[Begin Passage provided]
Comparable hotels and resorts are considered to be properties that were fully open under FHR management for at least the entire current and prior period. Given the strategic importance of the creation of Fairmont and the acquisitions of Delta, the Princess hotel portfolio and The Fairmont Kea Lani Maui, they have been included in FHR's operating statistics in the following chart on a pro forma basis as if owned since the beginning of the prior period. Comparable hotels and resorts statistics exclude properties under significant renovation that would have a significant adverse effect on the properties' primary operations. For both the three-month and six-month periods ending June 30, 2001 and June 30, 2000, The Fairmont Southampton Princess, The Fairmont Hamilton Princess, The Fairmont Pierre Marques have been excluded from the comparable hotels and resorts data.
[End Passage provided]
[Begin Data]
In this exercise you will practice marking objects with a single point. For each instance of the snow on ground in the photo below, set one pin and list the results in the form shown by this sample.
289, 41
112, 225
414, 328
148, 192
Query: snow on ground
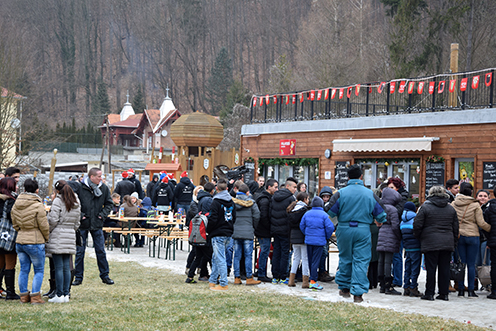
478, 311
[End Data]
Request 1:
In the passage on comparable hotels and resorts, which properties were left out of the comparable hotels and resorts data for the periods ending June 30, 2001 and June 30, 2000?
Request 2:
Write a few more sentences continuing the passage on comparable hotels and resorts, starting after its final sentence.

Output 1:
The Fairmont Southampton Princess, The Fairmont Hamilton Princess, and The Fairmont Pierre Marques.

Output 2:
FHR is one of North America's leading owner and operator of luxury hotels and resorts. FHR's portfolio consists of 77 luxury and first class properties with more than 30,000 rooms in Canada, the United States, Mexico, Bermuda and Barbados. It holds a 67 percent controlling interest in Fairmont Hotels & Resorts ("Fairmont"), North America's largest luxury hotel management company.  Fairmont manages 37 distinct city centre and resort hotels such as The Fairmont San Francisco, The Fairmont Banff Springs, Fairmont Le Chateau Frontenac, The Fairmont Scottsdale Princess and The Plaza in New York City.  FHR also holds a 100 percent interest in Delta Hotels, Canada's largest first class hotel management company, which manages and franchises a portfolio of 40 city centre and resort properties, primarily in Canada. In addition to hotel management, FHR holds real estate interests in 19 properties and a 34 percent investment interest in Legacy, which owns 21 properties.

Certain statements contained in this press release that do not relate to historical information are "forward-looking statements" within the meaning of the United States Private Securities Litigation Reform Act of 1995 and are thus prospective.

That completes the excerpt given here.